> **Written exercise a**
Echo the passage of the xnd forum post that runs between "This works :)" and "this Python code?", inclusive.

> **Given text**
----

This works :) Now let's get a couple of columns.

Can we "flatten" a struct in xnd somehow? Like this in spark: https://stackoverflow.com/questions/38753898/how-to-flatten-a-struct-in-a-spark-dataframe. Would this best be done by numba compiling this Python code?

In [41]:
jsDF = xnd.xnd([{
    "id": r['id'].value,
    "device_type": r['json']["device_type"].value,
    "ip": r['json']["ip"].value,
    "cca3": r['json']["cca3"].value
} for r in eventsFromJSONDF])
jsDF
Out[41]:
xnd([{'id': 0, 'device_type': 'sensor-ipad', 'ip': '68.161.225.1', 'cca3': 'USA'},
     {'id': 1, 'device_type': 'sensor-igauge', 'ip': '213.161.254.1', 'cca3': 'NOR'},
     {'id': 2, 'device_type': 'sensor-ipad', 'ip': '88.36.5.1', 'cca3': 'ITA'},
     {'id': 3, 'device_type': 'sensor-inest', 'ip': '66.39.173.154', 'cca3': 'USA'},
     {'id': 4, 'device_type': 'sensor-ipad', 'ip': '203.82.41.9', 'cca3': 'PHL'},
     {'id': 5, 'device_type': 'sensor-istick', 'ip': '204.116.105.67', 'cca3': 'USA'},
     {'id': 6, 'device_type': 'sensor-ipad', 'ip': '220.173.179.1', 'cca3': 'CHN'},
     {'id': 7, 'device_type': 'sensor-ipad', 'ip': '118.23.68.227', 'cca3': 'JPN'},
     {'id': 8, 'device_type': 'sensor-inest', 'ip': '208.109.163.218', 'cca3': 'USA'},
     ...],
    type='20 * {id : int64, device_type : string, ip : string, cca3 : string}')

----

> **Written exercise b**
Duplicate the records below, from the line holding "Identify the sky." through the last line of the records, inclusive.

> **Supplied material**
----

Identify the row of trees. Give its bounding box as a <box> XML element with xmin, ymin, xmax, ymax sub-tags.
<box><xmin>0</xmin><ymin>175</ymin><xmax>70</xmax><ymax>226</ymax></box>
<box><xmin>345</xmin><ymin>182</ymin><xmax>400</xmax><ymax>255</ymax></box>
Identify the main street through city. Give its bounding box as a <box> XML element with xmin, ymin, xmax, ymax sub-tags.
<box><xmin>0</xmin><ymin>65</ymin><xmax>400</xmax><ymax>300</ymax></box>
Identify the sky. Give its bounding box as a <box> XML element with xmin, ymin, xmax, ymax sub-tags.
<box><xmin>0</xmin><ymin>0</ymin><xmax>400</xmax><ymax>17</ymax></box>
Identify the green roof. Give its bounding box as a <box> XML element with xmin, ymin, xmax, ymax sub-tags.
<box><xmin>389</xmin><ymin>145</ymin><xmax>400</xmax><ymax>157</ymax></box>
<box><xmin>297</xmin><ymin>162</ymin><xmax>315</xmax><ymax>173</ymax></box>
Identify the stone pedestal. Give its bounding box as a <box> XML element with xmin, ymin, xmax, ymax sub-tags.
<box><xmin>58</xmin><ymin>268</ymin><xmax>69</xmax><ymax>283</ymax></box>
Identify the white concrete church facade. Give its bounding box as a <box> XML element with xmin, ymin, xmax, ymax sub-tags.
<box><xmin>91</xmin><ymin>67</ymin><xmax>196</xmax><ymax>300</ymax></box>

----

> **Worked solution a**
This works :) Now let's get a couple of columns.

Can we "flatten" a struct in xnd somehow? Like this in spark: https://stackoverflow.com/questions/38753898/how-to-flatten-a-struct-in-a-spark-dataframe. Would this best be done by numba compiling this Python code?

> **Worked solution b**
Identify the sky. Give its bounding box as a <box> XML element with xmin, ymin, xmax, ymax sub-tags.
<box><xmin>0</xmin><ymin>0</ymin><xmax>400</xmax><ymax>17</ymax></box>
Identify the green roof. Give its bounding box as a <box> XML element with xmin, ymin, xmax, ymax sub-tags.
<box><xmin>389</xmin><ymin>145</ymin><xmax>400</xmax><ymax>157</ymax></box>
<box><xmin>297</xmin><ymin>162</ymin><xmax>315</xmax><ymax>173</ymax></box>
Identify the stone pedestal. Give its bounding box as a <box> XML element with xmin, ymin, xmax, ymax sub-tags.
<box><xmin>58</xmin><ymin>268</ymin><xmax>69</xmax><ymax>283</ymax></box>
Identify the white concrete church facade. Give its bounding box as a <box> XML element with xmin, ymin, xmax, ymax sub-tags.
<box><xmin>91</xmin><ymin>67</ymin><xmax>196</xmax><ymax>300</ymax></box>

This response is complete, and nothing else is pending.